#### What is needed
Reproduce every line of the listing below exactly.

#### Records for this exercise
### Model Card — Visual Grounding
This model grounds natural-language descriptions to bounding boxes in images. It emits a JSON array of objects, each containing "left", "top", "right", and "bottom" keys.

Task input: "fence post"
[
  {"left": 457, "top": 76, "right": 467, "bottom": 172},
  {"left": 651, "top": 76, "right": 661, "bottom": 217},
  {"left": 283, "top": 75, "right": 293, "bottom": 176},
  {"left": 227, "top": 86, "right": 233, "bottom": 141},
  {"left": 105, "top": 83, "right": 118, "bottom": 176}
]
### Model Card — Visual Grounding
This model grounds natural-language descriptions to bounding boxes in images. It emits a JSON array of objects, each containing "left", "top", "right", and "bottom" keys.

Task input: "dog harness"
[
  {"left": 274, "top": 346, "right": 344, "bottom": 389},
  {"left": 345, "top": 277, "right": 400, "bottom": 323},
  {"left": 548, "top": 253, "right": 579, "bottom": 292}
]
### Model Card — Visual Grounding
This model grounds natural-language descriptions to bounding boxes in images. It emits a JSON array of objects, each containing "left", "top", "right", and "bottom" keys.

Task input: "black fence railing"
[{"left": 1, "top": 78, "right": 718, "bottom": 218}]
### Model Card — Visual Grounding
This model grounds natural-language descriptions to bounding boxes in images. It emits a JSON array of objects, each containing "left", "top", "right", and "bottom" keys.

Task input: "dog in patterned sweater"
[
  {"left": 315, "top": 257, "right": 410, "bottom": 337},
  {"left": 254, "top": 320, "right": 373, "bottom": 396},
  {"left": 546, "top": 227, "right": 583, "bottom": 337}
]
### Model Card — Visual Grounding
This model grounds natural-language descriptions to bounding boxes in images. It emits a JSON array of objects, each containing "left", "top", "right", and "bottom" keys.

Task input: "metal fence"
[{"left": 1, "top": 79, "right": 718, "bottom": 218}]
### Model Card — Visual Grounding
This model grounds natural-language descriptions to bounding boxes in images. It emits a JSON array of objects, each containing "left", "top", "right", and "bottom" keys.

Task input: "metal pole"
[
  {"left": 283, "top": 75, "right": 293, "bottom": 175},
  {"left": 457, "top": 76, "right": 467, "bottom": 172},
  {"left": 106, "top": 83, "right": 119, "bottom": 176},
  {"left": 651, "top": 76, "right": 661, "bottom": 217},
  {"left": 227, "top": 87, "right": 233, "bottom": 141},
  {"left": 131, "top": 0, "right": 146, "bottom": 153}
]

#### Output below
### Model Card — Visual Grounding
This model grounds natural-language descriptions to bounding boxes in images. It emits a JSON array of objects, each containing "left", "top", "right", and "bottom" keys.

Task input: "fence post"
[
  {"left": 457, "top": 76, "right": 467, "bottom": 172},
  {"left": 651, "top": 76, "right": 661, "bottom": 217},
  {"left": 283, "top": 75, "right": 293, "bottom": 176},
  {"left": 227, "top": 86, "right": 233, "bottom": 141},
  {"left": 105, "top": 83, "right": 118, "bottom": 176}
]
### Model Card — Visual Grounding
This model grounds natural-language descriptions to bounding boxes in images. It emits a JSON array of objects, each containing "left", "top", "right", and "bottom" keys.

Task input: "dog harness"
[
  {"left": 274, "top": 346, "right": 344, "bottom": 389},
  {"left": 345, "top": 277, "right": 400, "bottom": 323},
  {"left": 548, "top": 253, "right": 579, "bottom": 292}
]
### Model Card — Visual Grounding
This model grounds natural-language descriptions to bounding boxes in images. It emits a JSON array of objects, each containing "left", "top", "right", and "bottom" keys.

Task input: "black fence railing"
[{"left": 1, "top": 78, "right": 718, "bottom": 218}]
### Model Card — Visual Grounding
This model grounds natural-language descriptions to bounding boxes in images. It emits a JSON array of objects, each containing "left", "top", "right", and "bottom" keys.

Task input: "dog in patterned sweater"
[
  {"left": 315, "top": 257, "right": 410, "bottom": 337},
  {"left": 254, "top": 320, "right": 373, "bottom": 396},
  {"left": 546, "top": 227, "right": 583, "bottom": 337}
]
### Model Card — Visual Grounding
This model grounds natural-language descriptions to bounding boxes in images. It emits a JSON array of objects, each containing "left", "top", "right", and "bottom" keys.

Task input: "metal fence"
[{"left": 1, "top": 79, "right": 718, "bottom": 218}]
### Model Card — Visual Grounding
This model grounds natural-language descriptions to bounding boxes in images. It emits a JSON array of objects, each containing "left", "top", "right", and "bottom" keys.

Task input: "metal pole"
[
  {"left": 283, "top": 75, "right": 293, "bottom": 175},
  {"left": 457, "top": 76, "right": 467, "bottom": 172},
  {"left": 106, "top": 83, "right": 119, "bottom": 176},
  {"left": 651, "top": 76, "right": 661, "bottom": 217},
  {"left": 227, "top": 87, "right": 233, "bottom": 141},
  {"left": 131, "top": 0, "right": 146, "bottom": 153}
]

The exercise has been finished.